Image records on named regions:
☆ ☆ ☆ ☆
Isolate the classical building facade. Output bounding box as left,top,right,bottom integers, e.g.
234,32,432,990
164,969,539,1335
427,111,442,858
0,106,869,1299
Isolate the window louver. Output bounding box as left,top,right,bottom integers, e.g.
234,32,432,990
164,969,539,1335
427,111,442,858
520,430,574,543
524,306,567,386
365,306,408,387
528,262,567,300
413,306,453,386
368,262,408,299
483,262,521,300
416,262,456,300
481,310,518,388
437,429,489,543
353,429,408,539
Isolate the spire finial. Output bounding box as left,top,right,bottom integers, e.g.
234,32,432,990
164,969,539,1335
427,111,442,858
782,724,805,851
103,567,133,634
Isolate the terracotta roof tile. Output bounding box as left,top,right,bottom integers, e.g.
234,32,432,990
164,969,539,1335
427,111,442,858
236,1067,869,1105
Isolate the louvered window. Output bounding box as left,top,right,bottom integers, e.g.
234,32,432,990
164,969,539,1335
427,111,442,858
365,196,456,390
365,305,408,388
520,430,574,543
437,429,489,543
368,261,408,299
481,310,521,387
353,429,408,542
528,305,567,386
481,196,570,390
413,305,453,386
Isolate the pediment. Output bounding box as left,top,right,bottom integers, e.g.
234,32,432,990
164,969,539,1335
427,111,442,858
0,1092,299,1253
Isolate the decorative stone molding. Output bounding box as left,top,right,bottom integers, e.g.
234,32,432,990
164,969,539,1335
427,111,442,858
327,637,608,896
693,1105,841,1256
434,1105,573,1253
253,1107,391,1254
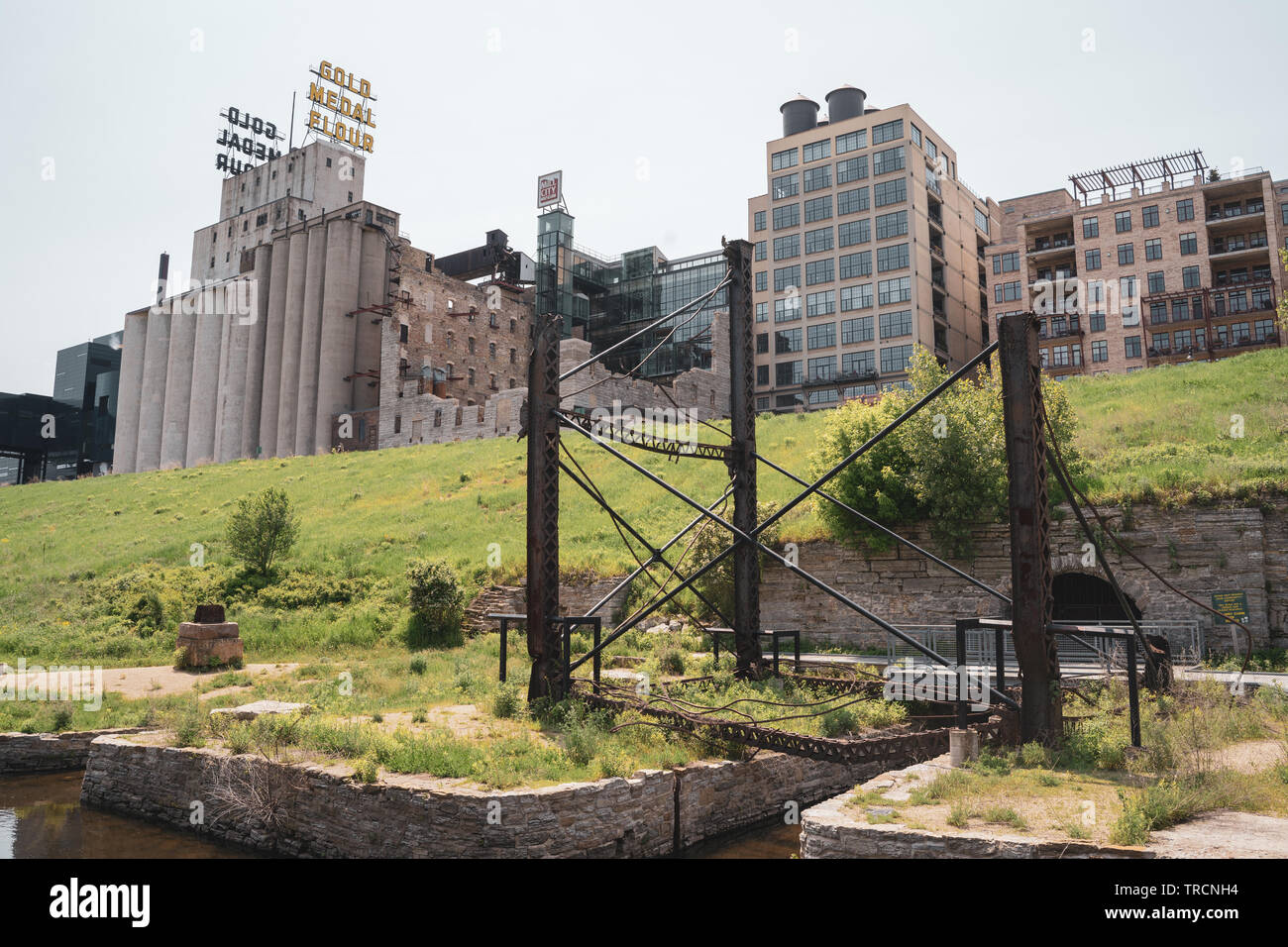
☆ ☆ ☆ ☆
### Goal
Rewrite everything from the line containing "Isolate the spire" down to the end of the records, swapping "bounding box" for "rectangle" and keeping all else unchanged. Leave the pictures out of your answer.

### Exercise answer
Isolate the spire finial. Output rectangle as left,top,right,bottom integers, e.g.
234,32,432,990
164,969,539,1335
427,111,442,858
782,724,805,851
103,567,133,634
Isolate the terracotta roof tile. Output rectangle as left,top,right,bottom integers, e.g.
234,32,432,990
164,969,539,1335
427,111,442,858
236,1067,869,1105
Isolate the louvered window. Output rectangle as left,top,right,bottom integers, e.g.
234,32,432,990
164,969,539,1335
427,111,442,858
365,196,456,390
365,305,408,388
520,430,574,543
437,429,489,543
368,261,408,299
481,310,521,387
353,429,408,542
528,305,567,386
481,196,570,390
413,305,453,386
Isolate the pediment. Output rectangle as left,top,right,bottom integers, e.g.
234,32,432,990
164,969,539,1335
427,111,442,858
0,1092,299,1253
Isolate the decorative stone molding. Output rectangle as left,top,right,bottom integers, e.g.
234,32,432,990
164,969,539,1335
427,111,442,858
327,637,608,896
693,1105,841,1256
434,1105,573,1253
253,1107,391,1254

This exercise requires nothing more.